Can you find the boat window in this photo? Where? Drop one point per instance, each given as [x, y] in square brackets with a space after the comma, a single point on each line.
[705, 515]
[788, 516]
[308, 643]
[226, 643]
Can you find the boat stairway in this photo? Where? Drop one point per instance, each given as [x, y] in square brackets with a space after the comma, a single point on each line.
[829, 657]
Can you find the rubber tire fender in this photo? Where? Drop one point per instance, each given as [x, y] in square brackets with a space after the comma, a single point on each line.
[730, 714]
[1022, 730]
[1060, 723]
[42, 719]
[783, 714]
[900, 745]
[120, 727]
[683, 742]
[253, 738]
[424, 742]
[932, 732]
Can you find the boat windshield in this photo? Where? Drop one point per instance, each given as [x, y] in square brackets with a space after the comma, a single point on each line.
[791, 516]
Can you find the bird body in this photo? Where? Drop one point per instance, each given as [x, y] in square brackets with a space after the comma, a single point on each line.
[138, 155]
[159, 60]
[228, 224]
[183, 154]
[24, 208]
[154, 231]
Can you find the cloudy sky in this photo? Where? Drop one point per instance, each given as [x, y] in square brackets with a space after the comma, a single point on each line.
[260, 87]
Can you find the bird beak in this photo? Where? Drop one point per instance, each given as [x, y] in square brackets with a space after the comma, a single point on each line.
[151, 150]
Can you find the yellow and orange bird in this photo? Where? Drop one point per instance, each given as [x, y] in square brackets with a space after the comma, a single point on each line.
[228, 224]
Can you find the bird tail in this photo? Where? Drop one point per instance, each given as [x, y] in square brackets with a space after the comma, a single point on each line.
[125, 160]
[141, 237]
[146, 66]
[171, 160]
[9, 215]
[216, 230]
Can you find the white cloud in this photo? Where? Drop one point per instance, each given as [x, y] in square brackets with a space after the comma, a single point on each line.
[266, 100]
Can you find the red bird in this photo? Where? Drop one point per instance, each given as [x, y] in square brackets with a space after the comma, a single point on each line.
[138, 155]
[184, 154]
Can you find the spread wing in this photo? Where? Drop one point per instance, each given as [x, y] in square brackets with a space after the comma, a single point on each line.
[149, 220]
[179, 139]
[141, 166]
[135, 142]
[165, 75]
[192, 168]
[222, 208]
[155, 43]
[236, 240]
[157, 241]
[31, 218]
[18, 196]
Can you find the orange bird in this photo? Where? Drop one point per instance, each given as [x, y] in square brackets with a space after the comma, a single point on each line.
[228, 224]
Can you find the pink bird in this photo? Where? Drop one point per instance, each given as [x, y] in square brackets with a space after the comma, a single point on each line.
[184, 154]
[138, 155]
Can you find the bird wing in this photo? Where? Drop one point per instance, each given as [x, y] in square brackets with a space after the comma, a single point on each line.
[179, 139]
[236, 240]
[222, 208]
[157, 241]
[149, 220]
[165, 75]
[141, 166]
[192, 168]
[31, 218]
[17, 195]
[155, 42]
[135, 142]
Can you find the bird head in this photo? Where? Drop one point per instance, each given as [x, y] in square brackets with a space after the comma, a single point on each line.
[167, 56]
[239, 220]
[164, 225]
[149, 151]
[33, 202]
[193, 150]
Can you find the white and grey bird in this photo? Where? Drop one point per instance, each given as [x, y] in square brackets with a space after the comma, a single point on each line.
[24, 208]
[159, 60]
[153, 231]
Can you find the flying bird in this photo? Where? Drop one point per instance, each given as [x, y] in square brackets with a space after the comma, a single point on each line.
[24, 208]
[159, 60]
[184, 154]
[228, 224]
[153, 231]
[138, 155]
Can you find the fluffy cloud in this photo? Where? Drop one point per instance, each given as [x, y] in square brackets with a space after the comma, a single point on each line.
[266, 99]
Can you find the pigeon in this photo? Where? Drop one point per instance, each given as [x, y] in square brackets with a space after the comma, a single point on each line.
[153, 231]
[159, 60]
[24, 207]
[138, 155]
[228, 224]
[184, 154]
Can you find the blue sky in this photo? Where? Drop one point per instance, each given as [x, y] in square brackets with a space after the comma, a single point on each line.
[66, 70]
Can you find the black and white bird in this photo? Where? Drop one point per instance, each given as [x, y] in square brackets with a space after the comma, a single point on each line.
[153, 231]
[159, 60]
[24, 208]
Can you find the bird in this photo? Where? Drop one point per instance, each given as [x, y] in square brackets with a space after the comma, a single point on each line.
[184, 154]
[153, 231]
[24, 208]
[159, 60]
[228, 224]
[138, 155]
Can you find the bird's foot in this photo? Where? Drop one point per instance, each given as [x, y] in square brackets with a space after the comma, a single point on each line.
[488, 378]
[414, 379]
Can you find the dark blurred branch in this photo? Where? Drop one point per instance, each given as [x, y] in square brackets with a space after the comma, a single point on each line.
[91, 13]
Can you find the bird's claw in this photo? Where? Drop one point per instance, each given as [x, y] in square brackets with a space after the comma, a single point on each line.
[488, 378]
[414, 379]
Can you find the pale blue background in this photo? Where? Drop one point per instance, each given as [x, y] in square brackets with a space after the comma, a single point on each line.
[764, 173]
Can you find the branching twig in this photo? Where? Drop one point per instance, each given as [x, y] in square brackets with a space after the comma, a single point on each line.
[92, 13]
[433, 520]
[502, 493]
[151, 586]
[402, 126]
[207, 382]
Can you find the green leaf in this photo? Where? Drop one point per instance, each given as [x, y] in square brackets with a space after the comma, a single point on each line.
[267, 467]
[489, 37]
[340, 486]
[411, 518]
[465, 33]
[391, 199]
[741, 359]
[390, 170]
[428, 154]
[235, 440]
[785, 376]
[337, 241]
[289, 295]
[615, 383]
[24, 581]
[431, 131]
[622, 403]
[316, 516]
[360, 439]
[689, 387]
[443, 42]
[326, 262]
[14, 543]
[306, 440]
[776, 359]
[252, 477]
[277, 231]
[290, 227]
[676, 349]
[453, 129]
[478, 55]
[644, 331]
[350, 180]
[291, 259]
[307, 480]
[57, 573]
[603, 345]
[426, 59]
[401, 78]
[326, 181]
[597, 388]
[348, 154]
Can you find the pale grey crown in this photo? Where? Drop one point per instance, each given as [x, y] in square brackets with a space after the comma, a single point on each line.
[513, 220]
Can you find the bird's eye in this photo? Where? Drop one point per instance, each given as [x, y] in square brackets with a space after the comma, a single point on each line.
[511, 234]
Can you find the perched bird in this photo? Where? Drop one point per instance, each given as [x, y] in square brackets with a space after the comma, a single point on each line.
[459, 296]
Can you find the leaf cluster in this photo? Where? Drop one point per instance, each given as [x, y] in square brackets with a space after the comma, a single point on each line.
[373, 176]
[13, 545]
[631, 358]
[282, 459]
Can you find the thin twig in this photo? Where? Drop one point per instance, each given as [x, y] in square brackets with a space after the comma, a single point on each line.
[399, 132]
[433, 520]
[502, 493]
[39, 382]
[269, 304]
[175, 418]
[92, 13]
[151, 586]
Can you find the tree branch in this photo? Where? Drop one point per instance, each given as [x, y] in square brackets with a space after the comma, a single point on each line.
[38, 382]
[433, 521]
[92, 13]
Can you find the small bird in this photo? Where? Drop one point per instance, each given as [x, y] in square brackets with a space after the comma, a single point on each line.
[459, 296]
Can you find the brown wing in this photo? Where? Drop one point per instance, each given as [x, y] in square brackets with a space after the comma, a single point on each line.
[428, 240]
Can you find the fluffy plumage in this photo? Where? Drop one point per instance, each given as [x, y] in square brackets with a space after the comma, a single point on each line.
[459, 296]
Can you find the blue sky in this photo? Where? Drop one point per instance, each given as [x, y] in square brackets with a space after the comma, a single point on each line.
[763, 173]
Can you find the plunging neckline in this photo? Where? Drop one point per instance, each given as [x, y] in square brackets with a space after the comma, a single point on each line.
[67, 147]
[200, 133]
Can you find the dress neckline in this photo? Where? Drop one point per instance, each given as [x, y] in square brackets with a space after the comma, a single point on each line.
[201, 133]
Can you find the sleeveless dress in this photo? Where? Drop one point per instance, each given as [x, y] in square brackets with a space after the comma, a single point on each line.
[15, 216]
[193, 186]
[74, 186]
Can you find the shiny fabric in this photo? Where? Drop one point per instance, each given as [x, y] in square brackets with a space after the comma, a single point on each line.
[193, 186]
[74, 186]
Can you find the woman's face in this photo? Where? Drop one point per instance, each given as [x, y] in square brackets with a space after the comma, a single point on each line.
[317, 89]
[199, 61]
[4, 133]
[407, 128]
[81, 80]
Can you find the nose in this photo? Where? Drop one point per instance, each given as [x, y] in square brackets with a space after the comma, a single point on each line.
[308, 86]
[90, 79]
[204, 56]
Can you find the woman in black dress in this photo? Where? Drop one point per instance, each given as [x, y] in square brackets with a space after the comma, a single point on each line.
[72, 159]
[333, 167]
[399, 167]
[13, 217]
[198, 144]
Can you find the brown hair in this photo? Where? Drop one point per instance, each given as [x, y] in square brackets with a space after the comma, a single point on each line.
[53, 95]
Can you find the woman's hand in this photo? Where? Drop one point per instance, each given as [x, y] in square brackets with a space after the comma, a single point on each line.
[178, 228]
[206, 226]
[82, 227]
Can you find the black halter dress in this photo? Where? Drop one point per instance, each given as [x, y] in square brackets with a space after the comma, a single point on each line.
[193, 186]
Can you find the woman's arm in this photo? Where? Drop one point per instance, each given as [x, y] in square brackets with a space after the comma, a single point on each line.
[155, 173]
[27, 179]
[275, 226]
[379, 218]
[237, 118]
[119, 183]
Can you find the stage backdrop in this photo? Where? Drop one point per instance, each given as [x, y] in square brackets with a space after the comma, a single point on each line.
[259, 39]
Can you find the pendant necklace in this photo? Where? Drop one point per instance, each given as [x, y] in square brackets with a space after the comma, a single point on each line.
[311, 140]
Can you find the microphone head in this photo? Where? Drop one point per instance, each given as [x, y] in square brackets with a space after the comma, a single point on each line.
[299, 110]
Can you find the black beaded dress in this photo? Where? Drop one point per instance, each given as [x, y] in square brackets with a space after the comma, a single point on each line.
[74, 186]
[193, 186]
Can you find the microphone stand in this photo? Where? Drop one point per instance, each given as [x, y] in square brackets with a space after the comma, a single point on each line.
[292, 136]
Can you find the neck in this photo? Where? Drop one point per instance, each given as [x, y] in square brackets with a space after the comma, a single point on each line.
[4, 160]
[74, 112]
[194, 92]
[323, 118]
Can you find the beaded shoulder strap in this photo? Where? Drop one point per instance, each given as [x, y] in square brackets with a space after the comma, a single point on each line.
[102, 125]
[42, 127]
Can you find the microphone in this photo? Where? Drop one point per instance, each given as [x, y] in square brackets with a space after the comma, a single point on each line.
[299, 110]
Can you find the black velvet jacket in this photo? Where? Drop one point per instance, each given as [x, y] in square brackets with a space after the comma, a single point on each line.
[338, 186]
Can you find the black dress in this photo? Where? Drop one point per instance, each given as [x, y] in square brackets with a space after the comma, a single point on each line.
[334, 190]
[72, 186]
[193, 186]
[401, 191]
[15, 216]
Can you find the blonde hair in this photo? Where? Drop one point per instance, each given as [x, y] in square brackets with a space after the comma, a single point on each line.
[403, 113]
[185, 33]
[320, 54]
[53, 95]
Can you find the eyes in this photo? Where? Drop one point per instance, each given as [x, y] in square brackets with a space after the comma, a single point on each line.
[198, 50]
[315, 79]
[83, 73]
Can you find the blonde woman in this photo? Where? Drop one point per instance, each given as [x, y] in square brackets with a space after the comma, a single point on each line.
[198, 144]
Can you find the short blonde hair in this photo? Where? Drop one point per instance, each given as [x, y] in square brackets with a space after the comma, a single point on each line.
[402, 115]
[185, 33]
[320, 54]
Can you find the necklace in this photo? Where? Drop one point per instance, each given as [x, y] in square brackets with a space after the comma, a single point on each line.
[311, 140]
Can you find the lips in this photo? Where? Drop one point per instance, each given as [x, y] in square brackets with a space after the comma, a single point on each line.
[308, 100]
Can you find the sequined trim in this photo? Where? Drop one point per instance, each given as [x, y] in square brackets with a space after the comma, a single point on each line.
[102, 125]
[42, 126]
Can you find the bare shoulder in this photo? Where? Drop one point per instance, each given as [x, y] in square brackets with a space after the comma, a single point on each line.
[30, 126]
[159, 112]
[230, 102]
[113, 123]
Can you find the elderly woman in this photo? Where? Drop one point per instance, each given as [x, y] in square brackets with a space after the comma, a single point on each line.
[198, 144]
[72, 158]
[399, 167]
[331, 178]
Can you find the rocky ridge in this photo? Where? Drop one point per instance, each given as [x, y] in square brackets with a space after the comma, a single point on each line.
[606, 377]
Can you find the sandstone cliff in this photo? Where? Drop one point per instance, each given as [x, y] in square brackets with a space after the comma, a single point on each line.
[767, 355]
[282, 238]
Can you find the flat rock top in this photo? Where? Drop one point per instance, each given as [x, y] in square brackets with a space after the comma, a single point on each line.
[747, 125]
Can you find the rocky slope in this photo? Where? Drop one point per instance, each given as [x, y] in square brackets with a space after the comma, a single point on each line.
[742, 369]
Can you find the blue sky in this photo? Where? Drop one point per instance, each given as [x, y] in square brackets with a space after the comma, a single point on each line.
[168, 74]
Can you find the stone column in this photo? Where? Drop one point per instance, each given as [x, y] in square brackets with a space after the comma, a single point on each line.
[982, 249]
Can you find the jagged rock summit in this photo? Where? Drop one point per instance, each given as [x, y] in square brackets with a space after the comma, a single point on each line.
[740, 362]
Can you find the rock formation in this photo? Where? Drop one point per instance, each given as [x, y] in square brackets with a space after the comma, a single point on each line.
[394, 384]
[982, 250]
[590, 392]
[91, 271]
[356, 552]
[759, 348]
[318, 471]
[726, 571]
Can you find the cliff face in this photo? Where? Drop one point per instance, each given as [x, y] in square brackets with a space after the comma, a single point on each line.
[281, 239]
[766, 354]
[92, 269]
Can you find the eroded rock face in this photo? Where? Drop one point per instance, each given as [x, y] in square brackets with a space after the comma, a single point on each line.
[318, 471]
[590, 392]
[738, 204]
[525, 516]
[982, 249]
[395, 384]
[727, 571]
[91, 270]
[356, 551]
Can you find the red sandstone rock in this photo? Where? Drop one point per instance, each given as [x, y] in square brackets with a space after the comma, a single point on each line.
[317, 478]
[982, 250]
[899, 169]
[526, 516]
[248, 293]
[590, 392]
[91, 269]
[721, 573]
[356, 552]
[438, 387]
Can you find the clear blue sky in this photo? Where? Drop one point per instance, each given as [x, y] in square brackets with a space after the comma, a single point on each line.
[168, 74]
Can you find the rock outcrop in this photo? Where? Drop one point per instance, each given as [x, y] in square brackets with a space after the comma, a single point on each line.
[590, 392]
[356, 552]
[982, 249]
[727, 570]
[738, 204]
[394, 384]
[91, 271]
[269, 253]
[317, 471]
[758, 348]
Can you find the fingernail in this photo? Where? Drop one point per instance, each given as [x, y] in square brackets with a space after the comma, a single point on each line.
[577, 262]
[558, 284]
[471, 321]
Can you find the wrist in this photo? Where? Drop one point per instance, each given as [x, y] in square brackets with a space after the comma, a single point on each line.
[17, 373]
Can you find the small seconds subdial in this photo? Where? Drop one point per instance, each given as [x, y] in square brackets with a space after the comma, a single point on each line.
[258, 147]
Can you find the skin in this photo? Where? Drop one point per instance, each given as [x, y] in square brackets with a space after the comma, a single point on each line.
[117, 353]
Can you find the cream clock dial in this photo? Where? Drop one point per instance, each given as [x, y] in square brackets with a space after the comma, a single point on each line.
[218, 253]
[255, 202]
....
**Task brief**
Repeat only the stretch of lines that opens with the line containing "Can you find the rock outcrop" and closes with the final line of the entries, both included, exactly as written.

**Result of the task**
Can you find the rock outcrop in this photo? Where? Drop one point per instance, each given as [x, y] in square brackets with a space after the comma, a single point on each line.
[590, 392]
[356, 552]
[982, 249]
[727, 570]
[738, 204]
[394, 384]
[91, 271]
[269, 253]
[317, 471]
[758, 348]
Can you find the fingernail in this photo? Where? Drop one point per instance, each given as [x, y] in square brackets with a space after the comma, a single point on each line.
[577, 262]
[558, 284]
[471, 321]
Can you find the wrist in this photo? Where? Drop one point per instance, each given as [x, y] in square brackets with a space after the comma, a single point on each line.
[17, 373]
Can you find the small seconds subdial in this photo? Where? Drop one point per instance, each given as [x, y] in square brackets with a space after the comma, a single point on each line.
[258, 147]
Can you find the skin in this photo? Where? Drop one point per instance, each given as [x, y] in square brackets with a space after the comma, a single point on each line.
[117, 353]
Can you find the cream clock dial in this photo? Where? Drop one point per instance, each given as [x, y] in square brackets with a space after the comma, a single point on each line.
[218, 253]
[255, 202]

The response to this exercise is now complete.